◆ 网页节选 ◆
◆ ◆ ◆ ◆ ◆ ◆ ◆

转自AI Studio，原文链接：​​​​​​论文复现：WS-DAN细粒度分类问题经典之作 - 飞桨AI Studio

论文复现: See Better Before Looking Closer: Weakly Supervised Data Augmentation Network for Fine-Grained Visual Classification

一、简介

本篇论文标题名为See Better Before Looking Closer，这是一篇细粒度分类问题的经典论文，所谓细粒度，就是在一个大类下面对小类进行细分，如对鸟、狗的品种与车、飞机的型号进行分类。对于细粒度分类问题，一般的网络只能较为普通的中等性能，如(VGG、ResNet、Inception)，而论文《 See Better Before Looking Closer: Weakly Supervised Data Augmentation Network for Fine-Grained Visual Classification》提出一种基于弱监督的数据增强网络，即基于注意力图引导的数据增强策略，也就是不仅仅将原图送入网络训练，将增强后的图片也送入到网络训练，最后loss取平均，该部分思想的示意图如图一所示。上半部分为训练阶段的增强策略，分别为Attention Cropping（基于注意力裁剪）与Attention Dropping（基于注意力丢弃）；下半部分为测试验证阶段的增强策略，为基于注意力的裁剪，而后resize到原图尺寸大小送入网络进行预测。

图一：基于注意力机制的数据增强

值得注意的是，一般情况我们训练模型时使用的数据增强策略为随机丢弃（遮挡）、随即裁剪等，但是这种随机的方式目的性不强，且容易引入噪声，非常容易裁剪到背景（没有起到增强作用）、或者几乎把主体部分全部裁剪掉了(对于模型收敛有不利的影响)，而本文作者提出基于注意力图生成候选区域进行有指向性的裁剪、丢弃，可谓绝佳一笔，随机数据增强方法与基于注意力引导的数据增强方法对比图如图二所示。通俗来说，基于注意图的数据增强策略的思想如下：由于注意力图会注意到图片中主题的一些细节部位，如鸟的嘴部，而通过注意力增强，鸟的嘴部会被裁剪掉，这是便会引导模型更加注重鸟的腹部、羽毛颜色等等其他信息，以此完成数据增强，这也是这篇文章的精髓所在，精度自然显著提升，后文对比试验中将会给出。

图二：随机裁剪与基于注意力的方式

本文的模型结构骨干采用InceptionV3网络，利用其中的mix6e层作为特征图，进一步生成注意力图以进行数据增强，同时注意力图与特征图进行双线性池化（BAP）操作生成最终的特征矩阵，而后flatten送入全连接层进行分类，训练阶段的网络结构如图三所示，由于采取了基于注意力引导的数据增强，使得网络更加健壮，即呼应论文标题See Better，看得更好。

图三：训练阶段网络结构示意图

测试test阶段网络整体结构大体相似，只是较训练阶段少了一个随机丢弃的数据增强操作，很明显测试阶段我们希望输入网络的图片有更加多的信息，因此也就不需要丢弃，所以这一步送入网络的图片为原图和利用特征图进行目标定位后裁剪并Resize的图像，最终预测结果概率二者取平均，这一步也叫做精修（Refinement）环节，也呼应了论文标题中的See Closer，看的更近。

◆ ◆ ◆ ◆ ◆ ◆ ◆

◆ 练习题目 ◆
1 - 数一数下方条目中有多少行包含字符串“clicks”，只写出行数。
2 - 接着WS-DAN论文复现一文的最后一句往下续写。
WS-DAN论文复现一文与下方条目互不相关。

◆ 数据集中的条目 ◆
◆ ◆ ◆ ◆ ◆ ◆ ◆

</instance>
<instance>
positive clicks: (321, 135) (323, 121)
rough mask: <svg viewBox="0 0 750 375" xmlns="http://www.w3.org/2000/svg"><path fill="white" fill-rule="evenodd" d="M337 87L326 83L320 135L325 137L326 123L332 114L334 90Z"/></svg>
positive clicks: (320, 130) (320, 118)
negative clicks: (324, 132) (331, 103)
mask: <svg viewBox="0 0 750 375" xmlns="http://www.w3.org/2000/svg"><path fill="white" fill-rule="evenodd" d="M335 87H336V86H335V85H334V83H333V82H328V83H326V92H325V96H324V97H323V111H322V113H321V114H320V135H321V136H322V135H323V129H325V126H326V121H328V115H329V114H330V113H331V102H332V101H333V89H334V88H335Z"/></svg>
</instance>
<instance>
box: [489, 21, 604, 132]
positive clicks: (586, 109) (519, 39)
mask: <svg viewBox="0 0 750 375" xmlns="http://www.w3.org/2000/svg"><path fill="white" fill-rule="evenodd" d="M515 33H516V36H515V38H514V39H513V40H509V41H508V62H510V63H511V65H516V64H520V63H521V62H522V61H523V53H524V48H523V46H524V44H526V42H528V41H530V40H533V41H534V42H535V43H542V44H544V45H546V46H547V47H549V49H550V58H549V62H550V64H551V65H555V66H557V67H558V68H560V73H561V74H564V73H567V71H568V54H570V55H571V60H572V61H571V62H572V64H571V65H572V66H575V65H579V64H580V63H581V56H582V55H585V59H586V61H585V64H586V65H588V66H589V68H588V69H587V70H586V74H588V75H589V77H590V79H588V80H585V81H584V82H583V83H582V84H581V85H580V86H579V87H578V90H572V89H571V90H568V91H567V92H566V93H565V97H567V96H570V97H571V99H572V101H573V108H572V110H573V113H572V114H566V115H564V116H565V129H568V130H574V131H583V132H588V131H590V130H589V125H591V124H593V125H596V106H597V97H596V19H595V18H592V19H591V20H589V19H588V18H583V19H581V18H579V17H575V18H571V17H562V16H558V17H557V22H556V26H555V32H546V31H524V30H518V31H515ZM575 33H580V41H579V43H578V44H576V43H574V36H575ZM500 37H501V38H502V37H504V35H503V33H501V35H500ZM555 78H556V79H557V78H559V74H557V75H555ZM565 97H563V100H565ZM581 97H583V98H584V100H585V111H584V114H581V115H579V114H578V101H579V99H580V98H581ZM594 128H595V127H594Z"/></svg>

◆ ◆ ◆ ◆ ◆ ◆ ◆

◆ 各题答案 ◆
1 - 4

2 -
图四：测试阶段网络结构示意图

以上就是本篇论文的核心思想，本项目为基于PaddlePaddle2.2.2的复现

论文: See Better Before Looking Closer: Weakly Supervised Data Augmentation Network for Fine-Grained Visual Classification

参考repo: GitHub - wvinzh/WS_DAN_PyTorch: PyTorch Implementation Of WS-DAN(See Better Before Looking Closer: Weakly Supervised Data Augmentation Network for Fine-Grained Visual Classification)

二、复现精度与数据集介绍

论文中采用的数据集均为细粒度分类问题的典型代表，包括鸟、飞机、汽车、狗，每一类数据集下为各自大类下的不同小类图片，本项目复现了前三个数据集，并达到了原论文的精度，具体复现精度如下表所示，数据集可通过下方对应链接下载（运行本项目自带，无需单独下载）：

Dataset	Object	Category	Training	Testing	ACC(复现)	ACC(原论文)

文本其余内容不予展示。